# What to produce:
Repeat every entry in the listing below, exactly.

╭─ Records supplied

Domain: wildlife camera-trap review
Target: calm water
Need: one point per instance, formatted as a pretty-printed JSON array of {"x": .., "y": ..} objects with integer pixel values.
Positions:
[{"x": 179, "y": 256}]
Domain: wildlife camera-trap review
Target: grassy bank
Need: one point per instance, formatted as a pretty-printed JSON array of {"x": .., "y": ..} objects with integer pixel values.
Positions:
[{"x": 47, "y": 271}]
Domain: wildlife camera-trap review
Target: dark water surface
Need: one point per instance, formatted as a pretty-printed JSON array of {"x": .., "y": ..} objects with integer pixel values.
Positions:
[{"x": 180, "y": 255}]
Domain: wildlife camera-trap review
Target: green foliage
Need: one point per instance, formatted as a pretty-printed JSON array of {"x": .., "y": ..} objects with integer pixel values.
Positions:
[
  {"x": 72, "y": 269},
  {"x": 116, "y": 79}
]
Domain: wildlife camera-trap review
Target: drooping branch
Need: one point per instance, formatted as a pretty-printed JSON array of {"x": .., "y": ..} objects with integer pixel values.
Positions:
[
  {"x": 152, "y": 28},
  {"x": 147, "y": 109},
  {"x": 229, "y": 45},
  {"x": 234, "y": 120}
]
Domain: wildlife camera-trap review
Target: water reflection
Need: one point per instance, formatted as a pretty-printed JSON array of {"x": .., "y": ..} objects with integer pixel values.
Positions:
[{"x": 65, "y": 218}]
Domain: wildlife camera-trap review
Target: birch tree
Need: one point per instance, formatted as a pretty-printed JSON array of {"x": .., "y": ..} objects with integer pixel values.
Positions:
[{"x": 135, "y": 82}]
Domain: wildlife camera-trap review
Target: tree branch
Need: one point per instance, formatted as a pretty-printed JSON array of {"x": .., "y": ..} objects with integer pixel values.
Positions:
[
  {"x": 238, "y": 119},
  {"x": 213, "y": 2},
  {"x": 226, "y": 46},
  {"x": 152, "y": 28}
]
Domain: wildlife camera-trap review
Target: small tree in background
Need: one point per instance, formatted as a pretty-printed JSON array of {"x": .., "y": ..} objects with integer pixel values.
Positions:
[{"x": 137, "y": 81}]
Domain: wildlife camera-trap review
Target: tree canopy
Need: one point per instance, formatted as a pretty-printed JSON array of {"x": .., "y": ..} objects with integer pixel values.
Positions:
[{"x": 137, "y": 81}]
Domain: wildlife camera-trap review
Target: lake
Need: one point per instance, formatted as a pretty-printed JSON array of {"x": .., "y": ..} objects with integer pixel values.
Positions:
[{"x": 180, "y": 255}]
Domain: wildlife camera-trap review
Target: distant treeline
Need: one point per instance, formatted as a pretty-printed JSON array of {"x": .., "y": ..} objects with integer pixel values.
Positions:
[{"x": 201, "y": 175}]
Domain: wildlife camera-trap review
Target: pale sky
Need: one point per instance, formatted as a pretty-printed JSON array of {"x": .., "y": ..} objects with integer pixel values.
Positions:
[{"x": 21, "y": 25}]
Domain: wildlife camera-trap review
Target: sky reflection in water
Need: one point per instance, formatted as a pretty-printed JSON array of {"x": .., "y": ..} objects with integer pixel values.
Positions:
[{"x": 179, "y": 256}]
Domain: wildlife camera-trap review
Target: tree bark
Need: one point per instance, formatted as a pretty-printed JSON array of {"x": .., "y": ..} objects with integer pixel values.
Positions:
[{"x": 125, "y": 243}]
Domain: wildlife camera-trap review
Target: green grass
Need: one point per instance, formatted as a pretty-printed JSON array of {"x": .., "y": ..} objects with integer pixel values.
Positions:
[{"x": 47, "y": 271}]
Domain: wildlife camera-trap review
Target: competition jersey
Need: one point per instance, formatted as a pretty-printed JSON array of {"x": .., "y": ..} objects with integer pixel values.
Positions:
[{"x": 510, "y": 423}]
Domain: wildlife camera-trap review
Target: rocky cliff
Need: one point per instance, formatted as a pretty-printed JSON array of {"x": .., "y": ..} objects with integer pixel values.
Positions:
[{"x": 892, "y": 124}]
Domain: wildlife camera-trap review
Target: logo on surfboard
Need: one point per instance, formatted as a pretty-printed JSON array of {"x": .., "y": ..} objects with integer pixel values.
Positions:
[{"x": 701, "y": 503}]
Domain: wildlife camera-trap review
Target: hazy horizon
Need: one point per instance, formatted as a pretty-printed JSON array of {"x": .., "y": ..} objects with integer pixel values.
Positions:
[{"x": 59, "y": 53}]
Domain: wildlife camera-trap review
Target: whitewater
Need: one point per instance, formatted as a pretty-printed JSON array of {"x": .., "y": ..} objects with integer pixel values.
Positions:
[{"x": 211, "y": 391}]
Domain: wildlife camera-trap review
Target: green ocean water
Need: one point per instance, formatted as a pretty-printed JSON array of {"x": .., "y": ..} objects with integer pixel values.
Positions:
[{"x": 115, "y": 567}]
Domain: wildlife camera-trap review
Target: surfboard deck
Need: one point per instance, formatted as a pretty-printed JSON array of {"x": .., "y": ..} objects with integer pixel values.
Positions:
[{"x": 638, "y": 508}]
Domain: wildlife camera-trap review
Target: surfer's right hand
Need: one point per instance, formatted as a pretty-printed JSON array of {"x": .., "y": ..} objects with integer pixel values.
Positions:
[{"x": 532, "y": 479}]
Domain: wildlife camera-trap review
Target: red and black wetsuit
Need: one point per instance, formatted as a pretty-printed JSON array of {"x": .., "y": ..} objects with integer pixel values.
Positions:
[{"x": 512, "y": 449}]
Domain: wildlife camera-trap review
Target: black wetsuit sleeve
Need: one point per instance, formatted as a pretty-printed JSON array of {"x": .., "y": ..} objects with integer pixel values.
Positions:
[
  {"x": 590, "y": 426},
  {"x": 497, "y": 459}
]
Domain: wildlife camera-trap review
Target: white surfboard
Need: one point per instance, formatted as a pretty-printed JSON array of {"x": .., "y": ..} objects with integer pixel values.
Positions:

╰─

# Response to this exercise:
Domain: wildlife camera-trap review
Target: calm water
Need: one point per instance, formatted as a pretty-printed JSON array of {"x": .., "y": ..} objects with integer pixel values.
Positions:
[{"x": 179, "y": 256}]
Domain: wildlife camera-trap review
Target: grassy bank
Need: one point per instance, formatted as a pretty-printed JSON array of {"x": .., "y": ..} objects with integer pixel values.
Positions:
[{"x": 47, "y": 271}]
Domain: wildlife camera-trap review
Target: dark water surface
Need: one point per instance, formatted as a pretty-printed JSON array of {"x": .., "y": ..} objects with integer pixel values.
Positions:
[{"x": 180, "y": 255}]
Domain: wildlife camera-trap review
Target: green foliage
Need: one point per instance, formatted as a pretty-printed JSON array of {"x": .., "y": ..} objects with integer pixel values.
Positions:
[
  {"x": 72, "y": 269},
  {"x": 116, "y": 79}
]
Domain: wildlife camera-trap review
Target: drooping branch
Need: one point per instance, formatted as a pretty-printed JSON array of {"x": .., "y": ..} objects with integer pixel values.
Positions:
[
  {"x": 152, "y": 28},
  {"x": 147, "y": 109},
  {"x": 229, "y": 45},
  {"x": 234, "y": 120}
]
Domain: wildlife camera-trap review
Target: water reflection
Need: one point per instance, formatted as a pretty-printed JSON array of {"x": .., "y": ..} objects with integer pixel values.
Positions:
[{"x": 65, "y": 218}]
Domain: wildlife camera-trap review
Target: birch tree
Need: one point per instance, formatted as a pretty-printed JSON array of {"x": .., "y": ..} objects with integer pixel values.
Positions:
[{"x": 135, "y": 82}]
Domain: wildlife camera-trap review
Target: tree branch
Need: one point per instance, formatted as a pretty-printed JSON array of {"x": .., "y": ..} objects with integer pixel values.
Positions:
[
  {"x": 238, "y": 119},
  {"x": 213, "y": 2},
  {"x": 226, "y": 46},
  {"x": 152, "y": 28}
]
Domain: wildlife camera-trap review
Target: small tree in background
Need: one point per instance, formatted as a pretty-printed JSON array of {"x": .., "y": ..} objects with integer pixel values.
Positions:
[{"x": 137, "y": 81}]
Domain: wildlife camera-trap review
Target: tree canopy
Need: one point per instance, formatted as a pretty-printed JSON array of {"x": .., "y": ..} objects with integer pixel values.
Positions:
[{"x": 137, "y": 81}]
Domain: wildlife camera-trap review
Target: lake
Need: one point per instance, formatted as a pretty-printed JSON array of {"x": .., "y": ..} objects with integer pixel values.
Positions:
[{"x": 180, "y": 255}]
Domain: wildlife camera-trap review
Target: distant treeline
Need: one point per instance, formatted as a pretty-printed JSON array of {"x": .., "y": ..} objects with integer pixel values.
Positions:
[{"x": 201, "y": 175}]
Domain: wildlife camera-trap review
Target: pale sky
Need: one point per instance, formatted as a pretty-printed JSON array of {"x": .., "y": ..} objects with integer pixel values.
Positions:
[{"x": 21, "y": 25}]
Domain: wildlife camera-trap review
Target: sky reflection in water
Need: one point per instance, formatted as a pretty-printed JSON array of {"x": .., "y": ..} objects with integer pixel values.
Positions:
[{"x": 179, "y": 256}]
Domain: wildlife camera-trap review
Target: tree bark
Need: one point per instance, formatted as a pretty-printed JSON array of {"x": .., "y": ..} objects with integer pixel values.
Positions:
[{"x": 125, "y": 243}]
Domain: wildlife camera-trap review
Target: green grass
Need: one point per instance, formatted as a pretty-printed JSON array of {"x": .., "y": ..} objects with integer pixel values.
Positions:
[{"x": 47, "y": 271}]
Domain: wildlife camera-trap review
Target: competition jersey
Need: one point per instance, formatted as a pretty-printed JSON array of {"x": .., "y": ..} objects with integer pixel values.
Positions:
[{"x": 510, "y": 423}]
Domain: wildlife camera-trap review
Target: rocky cliff
Need: one point per instance, formatted as a pretty-printed JSON array of {"x": .., "y": ..} objects with integer pixel values.
Positions:
[{"x": 892, "y": 124}]
Domain: wildlife camera-trap review
Target: logo on surfboard
Need: one point per instance, formatted as a pretty-printed JSON array of {"x": .., "y": ..} objects with integer pixel values.
Positions:
[{"x": 701, "y": 503}]
Domain: wildlife camera-trap review
Target: hazy horizon
Need: one point per instance, formatted as a pretty-printed JSON array of {"x": .., "y": ..} objects with integer pixel values.
Positions:
[{"x": 59, "y": 53}]
Domain: wildlife camera-trap review
Target: whitewater
Need: one point per instance, formatted as a pretty-printed JSON array of {"x": .., "y": ..} objects with integer pixel values.
Positions:
[{"x": 211, "y": 391}]
Domain: wildlife camera-trap review
Target: green ocean water
Need: one point per instance, formatted as a pretty-printed JSON array of {"x": .., "y": ..} objects with integer pixel values.
Positions:
[{"x": 115, "y": 567}]
Domain: wildlife camera-trap review
Target: surfboard deck
Need: one point per instance, formatted as a pretty-printed JSON array of {"x": .., "y": ..} objects with integer pixel values.
Positions:
[{"x": 638, "y": 508}]
Domain: wildlife camera-trap review
Target: surfer's right hand
Need: one point per instance, formatted as a pretty-printed JSON array of {"x": .., "y": ..} objects with integer pixel values.
Positions:
[{"x": 532, "y": 479}]
Domain: wildlife camera-trap review
Target: red and black wetsuit
Need: one point per instance, formatted as a pretty-printed JSON array of {"x": .., "y": ..} objects with integer pixel values.
Positions:
[{"x": 512, "y": 449}]
Domain: wildlife camera-trap review
Target: black wetsuit sleeve
Need: one point per instance, formatted as a pretty-printed JSON array of {"x": .., "y": ..} objects with integer pixel values.
Positions:
[
  {"x": 590, "y": 426},
  {"x": 497, "y": 459}
]
Domain: wildlife camera-trap review
Target: white surfboard
Need: one point per instance, formatted as a pretty-printed JSON array of {"x": .., "y": ..} objects with integer pixel values.
Positions:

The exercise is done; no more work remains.